Copy out every record below, word for word.
— BEGIN Input records —
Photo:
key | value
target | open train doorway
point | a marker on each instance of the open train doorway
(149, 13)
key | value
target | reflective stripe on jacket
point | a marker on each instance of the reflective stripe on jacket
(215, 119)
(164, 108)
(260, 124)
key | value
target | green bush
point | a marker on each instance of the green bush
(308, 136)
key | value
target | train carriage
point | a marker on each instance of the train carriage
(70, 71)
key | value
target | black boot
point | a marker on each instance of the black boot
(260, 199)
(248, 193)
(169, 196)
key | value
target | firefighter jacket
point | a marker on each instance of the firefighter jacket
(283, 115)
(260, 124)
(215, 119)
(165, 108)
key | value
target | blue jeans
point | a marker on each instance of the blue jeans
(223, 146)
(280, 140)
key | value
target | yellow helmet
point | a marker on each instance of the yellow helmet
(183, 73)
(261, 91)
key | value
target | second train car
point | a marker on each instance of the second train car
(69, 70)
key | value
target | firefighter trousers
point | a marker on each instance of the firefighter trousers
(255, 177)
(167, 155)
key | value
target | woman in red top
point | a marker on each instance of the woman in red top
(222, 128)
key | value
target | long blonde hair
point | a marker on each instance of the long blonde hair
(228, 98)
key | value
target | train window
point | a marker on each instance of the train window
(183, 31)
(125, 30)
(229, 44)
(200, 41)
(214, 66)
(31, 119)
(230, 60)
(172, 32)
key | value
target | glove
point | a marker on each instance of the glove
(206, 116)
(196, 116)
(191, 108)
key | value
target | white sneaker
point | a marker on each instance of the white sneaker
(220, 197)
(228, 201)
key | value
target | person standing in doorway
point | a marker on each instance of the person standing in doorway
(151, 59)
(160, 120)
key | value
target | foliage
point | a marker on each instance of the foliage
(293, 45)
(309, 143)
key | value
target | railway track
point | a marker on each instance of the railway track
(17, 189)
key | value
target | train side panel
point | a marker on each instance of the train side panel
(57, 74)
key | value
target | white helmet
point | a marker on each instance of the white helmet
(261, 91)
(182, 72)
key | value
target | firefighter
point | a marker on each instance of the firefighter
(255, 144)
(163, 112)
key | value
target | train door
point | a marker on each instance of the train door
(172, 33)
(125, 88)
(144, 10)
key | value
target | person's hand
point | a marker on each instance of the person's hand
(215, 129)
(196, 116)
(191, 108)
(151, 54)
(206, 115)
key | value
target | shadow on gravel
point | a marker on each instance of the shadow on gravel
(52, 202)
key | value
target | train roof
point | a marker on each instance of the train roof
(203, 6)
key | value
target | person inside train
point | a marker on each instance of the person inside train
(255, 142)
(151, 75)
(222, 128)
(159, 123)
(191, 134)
— END Input records —
> Task solution
Photo:
key | value
target | open train doorway
point | a marker on each instance of the open train doorway
(149, 13)
key | value
target | reflective stripe on jacket
point | a marker on each instance of the reflective stripe on jacket
(215, 119)
(164, 108)
(260, 124)
key | value
target | green bush
point | a marker on each instance of the green bush
(308, 136)
key | value
target | train carriage
point | a marker on each instance of the train carriage
(70, 71)
key | value
target | black boot
point | a marker on each instance of the black boot
(260, 199)
(248, 193)
(169, 196)
key | value
target | firefighter jacket
point | a marker on each instance of the firefighter jacket
(283, 115)
(260, 124)
(215, 119)
(165, 108)
key | value
target | blue jeans
point | a marker on each instance of the blue jeans
(223, 146)
(280, 140)
key | value
target | yellow helmet
point | a marker on each instance of the yellow helmet
(183, 73)
(261, 91)
key | value
target | second train car
point | a marker on each instance of the second train car
(69, 70)
key | value
target | firefighter trousers
point | a marker on each instance of the firefighter trousers
(255, 177)
(167, 155)
key | value
target | woman in red top
point | a marker on each instance of the woman in red top
(222, 128)
key | value
target | long blonde hair
point | a marker on each instance of the long blonde hair
(228, 98)
key | value
target | train window
point | a marker on each instance of the train window
(183, 31)
(125, 30)
(229, 44)
(200, 41)
(214, 66)
(31, 119)
(230, 60)
(172, 32)
key | value
target | glove
point | a marker on each instance of the glove
(206, 116)
(196, 116)
(191, 108)
key | value
target | white sneaker
point | a marker on each instance of the white sneaker
(220, 197)
(228, 201)
key | value
target | person standing in doorway
point | a marker on each instance of the person standing in doorway
(151, 59)
(160, 120)
key | value
target | foliage
point | a marker on each instance of the foliage
(293, 45)
(309, 143)
key | value
target | railway track
point | a marker on each instance of the railway track
(17, 189)
key | value
target | train side panel
point | a marker on each instance of the train side panel
(57, 74)
key | value
target | white helmet
point | a marker on each instance of the white helmet
(261, 91)
(182, 72)
key | value
target | firefighter
point | a marker on each instance of the firefighter
(255, 144)
(163, 112)
key | value
target | train door
point | a marker on each instance of the train door
(172, 33)
(125, 88)
(144, 10)
key | value
target | person's hand
point | a marker on each instance of the person's hand
(215, 129)
(196, 116)
(191, 108)
(151, 54)
(206, 115)
key | value
target | shadow on gravel
point | a marker on each instance of the shadow on gravel
(52, 202)
key | value
target | train roof
point | a marker on each instance of the train roof
(203, 6)
key | value
target | person inside train
point | a marker on each instance of the person inside train
(255, 142)
(151, 75)
(222, 128)
(159, 123)
(191, 134)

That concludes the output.